[Data records]
::::::::

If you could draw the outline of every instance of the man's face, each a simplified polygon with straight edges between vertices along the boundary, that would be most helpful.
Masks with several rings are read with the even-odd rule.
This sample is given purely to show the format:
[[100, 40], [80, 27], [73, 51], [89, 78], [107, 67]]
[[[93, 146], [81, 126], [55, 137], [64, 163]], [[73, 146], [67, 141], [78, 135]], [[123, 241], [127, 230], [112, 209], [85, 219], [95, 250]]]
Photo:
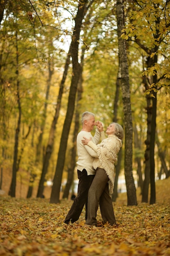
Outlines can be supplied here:
[[93, 116], [88, 118], [88, 120], [86, 120], [87, 129], [88, 132], [91, 132], [93, 130], [94, 126], [96, 125], [95, 118]]

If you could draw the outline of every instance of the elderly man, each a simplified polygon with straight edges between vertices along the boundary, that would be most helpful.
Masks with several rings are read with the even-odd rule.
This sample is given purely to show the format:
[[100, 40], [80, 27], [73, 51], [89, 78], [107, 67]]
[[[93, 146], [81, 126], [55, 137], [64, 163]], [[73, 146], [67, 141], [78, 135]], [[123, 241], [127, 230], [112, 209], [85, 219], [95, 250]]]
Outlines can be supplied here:
[[[95, 115], [88, 111], [82, 114], [82, 128], [78, 133], [77, 138], [78, 160], [77, 175], [79, 179], [77, 196], [76, 197], [71, 208], [64, 220], [68, 224], [77, 220], [82, 213], [84, 204], [86, 205], [86, 220], [87, 218], [87, 198], [88, 189], [95, 175], [95, 171], [93, 167], [93, 162], [96, 155], [93, 154], [93, 150], [87, 145], [84, 145], [82, 142], [84, 137], [91, 137], [91, 140], [97, 144], [101, 136], [104, 136], [103, 127], [101, 122], [95, 122]], [[91, 134], [94, 126], [96, 126], [94, 137]], [[91, 154], [90, 154], [91, 153]]]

::::::::

■ **Required work**
Reproduce the listing verbatim, starting with its first line and continuing through the line that contains "125], [95, 118]]", including both ends. Omit the pictures from your copy.

■ **Response to the task**
If you could draw the outline of every instance of the man's face, each a simplified polygon with straight edges between vertices along the boundary, that would be most helpful.
Masks with several rings are read with the even-odd rule.
This sample is given purely to show the format:
[[100, 40], [80, 27], [73, 51], [89, 78], [107, 67]]
[[[93, 146], [81, 126], [55, 137], [64, 163]], [[73, 146], [67, 141], [78, 135]], [[123, 241], [127, 230], [112, 209], [85, 219], [95, 250]]]
Photo:
Outlines can be supplied here:
[[93, 116], [88, 118], [88, 120], [86, 120], [87, 129], [88, 132], [91, 132], [93, 130], [94, 126], [96, 125], [95, 118]]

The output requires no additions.